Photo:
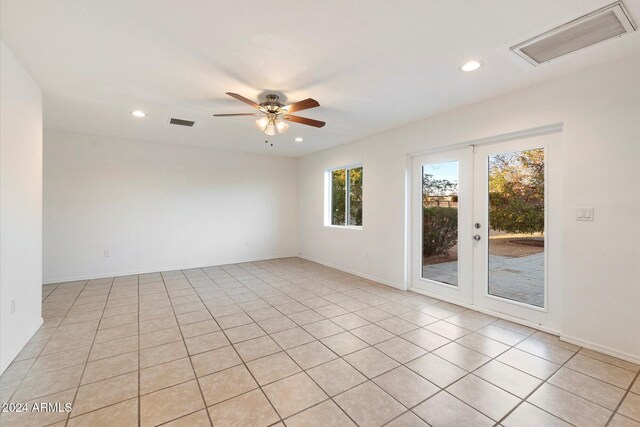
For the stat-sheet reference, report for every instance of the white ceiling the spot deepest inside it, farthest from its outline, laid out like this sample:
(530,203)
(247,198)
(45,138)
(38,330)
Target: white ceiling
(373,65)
--- --- ---
Short task - Rewrite the listing with each "white ceiling" swapped for "pale ceiling" and nothing else changed. Leave the pictures out.

The result -
Photo:
For the stat-sheet reference, report for every instance of the pale ceiling the spot deepest inside it, farthest from its outline, laid out like this sample:
(530,203)
(247,198)
(45,138)
(38,330)
Target: pale ceiling
(373,65)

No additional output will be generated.